### [Conjunto de tareas]
(1) Copia del fragmento sobre la vajilla dispareja la parte que comienza con las palabras que contienen "Recordaba, de a" y termina con "vid. ¡Evocaciones, advocaciones, invocaciones!".
(2) Escribe lo que sigue al fragmento sobre la vajilla dispareja, a partir de su última oración.
***** Fragmento proporcionado
Alguna vez apunté lo siguiente: «Los libros con dueños anteriores llevan consigo roces y suspiros que los revisten de misterio y les aportan dignidad. Libros de pasadas batallas. Más me suelo quedar en sus historias añadidas que en las de suyo escritas». El caso es que sigo pensando de la misma manera, pero la cosa se amplía.

Hace pocas semanas tuve la fortuna de formar un cenáculo espontáneo y pasajero, pero uno de proporciones astronómicas. Se encontraban congregados numerosos actores de nuestra historia, personalidades que han cincelado los contornos de la cultura y nos han proyectado como pueblo hacia el firmamento de las artes. Por momentos, un golpe de pensamiento me traía la pregunta: «¿Por qué no se han grabado todavía efigies de estos altos señores?». Pero la respuesta no fue tarda: «La historia no sabe ser justa, menos aún la historia de los hombres».


Recordaba, de a minutos, las ahora lejanas peñas que llegué a frecuentar con papá y que tan bien endulzaron mi nostalgia siempre dulce; esas noches de elevadas inspiraciones donde los hombres se ceñían al fuego con gestos atávicos, procurando deshojar las eternidades de una noche. Una genuinidad sin nombre noté siempre en esos corros incesantes, casi rituales; una manera de gustar las notas de la vida a la par que de la vid. ¡Evocaciones, advocaciones, invocaciones!

Así regresaba yo en esta nueva oportunidad, andaba mis tempranos acontecimientos nocturnos con el exacto ímpetu del niño que fui. Con mis ojos discurriendo sinuosos cauces, continuadas menudencias aguamarinas, llorando alegre, me veía mirar. Así fue que, espabilando inadvertidamente, noté la vajilla dispuesta en la mesa. Iban llegando de uno en uno utensilios de las más variadas características, creo que alcancé a notar quizá dos tenedores de igual diseño, pero el resto de instrumentos eran de todo punto dispares, inarmónicos.

Al igual que con los libros, me sentí atraído por la peculiar irregularidad manifiesta. Ni copas ni vasos ni platos se unían en materia de color y de forma, se aplastaban contra la mesa como un crisol, como abigarrados dominios que defendían su independencia: «¡Yo soy rojo y basta!»; «¡Yo me formo como quiero!»; «¡A mí que nadie me enderece los asuntos, yo torcido voy!».
**********
***** Información proporcionada
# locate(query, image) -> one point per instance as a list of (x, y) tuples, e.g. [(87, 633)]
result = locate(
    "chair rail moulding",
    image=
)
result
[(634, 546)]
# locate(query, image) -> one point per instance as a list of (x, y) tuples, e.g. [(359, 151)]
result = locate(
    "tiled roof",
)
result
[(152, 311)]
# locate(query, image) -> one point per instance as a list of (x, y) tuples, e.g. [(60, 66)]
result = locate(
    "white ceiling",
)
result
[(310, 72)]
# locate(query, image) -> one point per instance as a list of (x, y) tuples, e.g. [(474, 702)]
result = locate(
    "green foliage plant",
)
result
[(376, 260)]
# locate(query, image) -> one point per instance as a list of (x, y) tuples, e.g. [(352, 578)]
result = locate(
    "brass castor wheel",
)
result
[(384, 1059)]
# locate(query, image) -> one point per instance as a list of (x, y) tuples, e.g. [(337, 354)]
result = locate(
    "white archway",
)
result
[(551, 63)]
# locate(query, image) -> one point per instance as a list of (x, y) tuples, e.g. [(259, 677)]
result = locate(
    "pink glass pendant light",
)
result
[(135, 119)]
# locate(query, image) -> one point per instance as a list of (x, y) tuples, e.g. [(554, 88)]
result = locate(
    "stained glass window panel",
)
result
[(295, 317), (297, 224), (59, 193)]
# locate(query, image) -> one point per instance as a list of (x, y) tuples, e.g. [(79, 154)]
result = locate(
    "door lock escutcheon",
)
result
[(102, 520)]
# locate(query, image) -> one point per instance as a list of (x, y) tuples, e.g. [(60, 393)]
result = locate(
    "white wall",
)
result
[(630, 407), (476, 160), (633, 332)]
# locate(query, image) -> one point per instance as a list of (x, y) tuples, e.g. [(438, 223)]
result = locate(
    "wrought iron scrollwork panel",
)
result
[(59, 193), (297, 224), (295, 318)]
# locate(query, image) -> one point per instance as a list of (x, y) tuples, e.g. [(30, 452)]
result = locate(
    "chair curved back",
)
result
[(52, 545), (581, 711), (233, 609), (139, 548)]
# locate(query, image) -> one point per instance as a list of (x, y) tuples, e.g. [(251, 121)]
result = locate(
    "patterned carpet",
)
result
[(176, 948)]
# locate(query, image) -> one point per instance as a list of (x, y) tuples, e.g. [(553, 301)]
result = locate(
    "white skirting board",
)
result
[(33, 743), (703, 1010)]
**********
### [Tareas resueltas]
(1)
Recordaba, de a minutos, las ahora lejanas peñas que llegué a frecuentar con papá y que tan bien endulzaron mi nostalgia siempre dulce; esas noches de elevadas inspiraciones donde los hombres se ceñían al fuego con gestos atávicos, procurando deshojar las eternidades de una noche. Una genuinidad sin nombre noté siempre en esos corros incesantes, casi rituales; una manera de gustar las notas de la vida a la par que de la vid. ¡Evocaciones, advocaciones, invocaciones!

(2)
De pronto, me dio por recordar la desagradable analogía que escuché de un sujeto que se hizo fugazmente visible en las redes sociales. El muchacho aseguraba que la «gente de clase alta» tiene en sus hogares «todas las sillas iguales». No deseo yo detenerme en esa rematada tontería con aires ideológicos (que toda tontería es primero ideológica), sino que destaco aquello del mobiliario uniforme; mobiliario, vajilla, lo que sea que en casa utilicemos.

En lo personal, y sobre todo por mis inocultables inclinaciones obsesivas, he sido siempre de alentar en mí la búsqueda de uniformidad (quizá porque aspirar a la uniformidad es aspirar al equilibrio), pero en la noche que les reseño encontré con absoluta claridad el yerro inexcusable de mis pretensiones, y no ya por alguna antipática y anacrónica teoría de clases, sino simplemente por una sólida evidencia: la experiencia.



 

Tener uno en su hogar los más variados objetos, más aún aquellos que se disponen para el uso común, sobre todo aquellos que son dispuestos para el uso común, acusa que toda una sucesión de eventos han sabido encontrar asilo allí. Una porción, una brizna, una hebra, un filamento de la vida de cada visitante ha quedado aposentado en los enseres de la morada y los han revestido con la dignidad del tiempo expirado (que nunca expira de balde). Tal y como habían revestido la noche aquellos señores con sus palabras y cantos volanderos.

Supe entonces con claridad cómo nada muere nunca, que tanto lo he dicho —a veces incluso sin poder creerlo a pies juntillas—. El tiempo se desparrama por nuestros alrededores vertiendo la vitalidad que al punto nos abandona. Es por eso que sentíame movido hasta mis comienzos, hasta los rescoldos de mi infancia temprana, y es por eso que considero que la disparidad es tan solo la forma en que se expresa la Totalidad y que es la única vía para el conocimiento recíproco. ¡No somos más que elementos disonantes que aspiran a ser servidos en el banquete definitivo!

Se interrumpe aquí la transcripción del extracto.